---------- Selected text ----------

There’s already a flurry of conversation about how we’ll handle our end-of-year Holidays. Sales for outdoor tables, propane heaters, fire pits, and function-style tents are at an all-time high. This year, our holiday awareness is accompanied by spikes in COVID-19 infection numbers in Massachusetts and across the country.
Cluster outbreaks in schools, college students returning home, and less outdoor time means more indoor time … which leads to a greater risk of exposure. Should we leave windows open? Buy air purifiers for every room? Invest in long johns, thermal blankets, and hand warmers? These realities get our attention, yet we aren’t exactly sure what to do. The sheer volume, contradiction, and relentlessness of “information” puts us on overload. Although completely understandable, shutting down and throwing up our hands is dangerous as cases climb and communities enter the “red zone” – meaning, our risk may be increasing.
Admittedly, I have relaxed my vigilance a bit, which has honestly been a relief. Now I need to take my own advice and re-engage with what I know to be scientifically proven truth. I need to keep myself, my loved ones, my employees, clients, and their families as safe from COVID transmission as I can.

---------- Study material ----------

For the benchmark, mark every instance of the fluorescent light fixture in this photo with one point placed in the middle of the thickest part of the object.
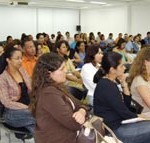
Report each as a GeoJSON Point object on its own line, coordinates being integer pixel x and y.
{"type": "Point", "coordinates": [97, 2]}
{"type": "Point", "coordinates": [85, 7]}
{"type": "Point", "coordinates": [75, 0]}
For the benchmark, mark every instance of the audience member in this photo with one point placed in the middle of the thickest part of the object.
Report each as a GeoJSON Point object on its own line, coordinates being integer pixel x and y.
{"type": "Point", "coordinates": [15, 86]}
{"type": "Point", "coordinates": [92, 63]}
{"type": "Point", "coordinates": [139, 80]}
{"type": "Point", "coordinates": [29, 59]}
{"type": "Point", "coordinates": [59, 116]}
{"type": "Point", "coordinates": [112, 102]}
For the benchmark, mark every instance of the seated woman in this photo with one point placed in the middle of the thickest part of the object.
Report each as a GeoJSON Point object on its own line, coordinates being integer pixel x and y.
{"type": "Point", "coordinates": [74, 81]}
{"type": "Point", "coordinates": [1, 59]}
{"type": "Point", "coordinates": [121, 50]}
{"type": "Point", "coordinates": [92, 63]}
{"type": "Point", "coordinates": [57, 113]}
{"type": "Point", "coordinates": [112, 102]}
{"type": "Point", "coordinates": [80, 49]}
{"type": "Point", "coordinates": [139, 79]}
{"type": "Point", "coordinates": [15, 86]}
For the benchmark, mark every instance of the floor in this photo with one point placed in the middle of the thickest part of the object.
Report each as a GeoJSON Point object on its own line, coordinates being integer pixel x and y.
{"type": "Point", "coordinates": [5, 139]}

----------

■ Exercise set
A – Which items does the text on holiday COVID-19 risk say have sales at an all-time high?
B – Please repeat the text on holiday COVID-19 risk word for word, starting at "There’s already a" and ending at "across the country.".

■ Answers to each task
A – Outdoor tables, propane heaters, fire pits, and function-style tents.

B –
There’s already a flurry of conversation about how we’ll handle our end-of-year Holidays. Sales for outdoor tables, propane heaters, fire pits, and function-style tents are at an all-time high. This year, our holiday awareness is accompanied by spikes in COVID-19 infection numbers in Massachusetts and across the country.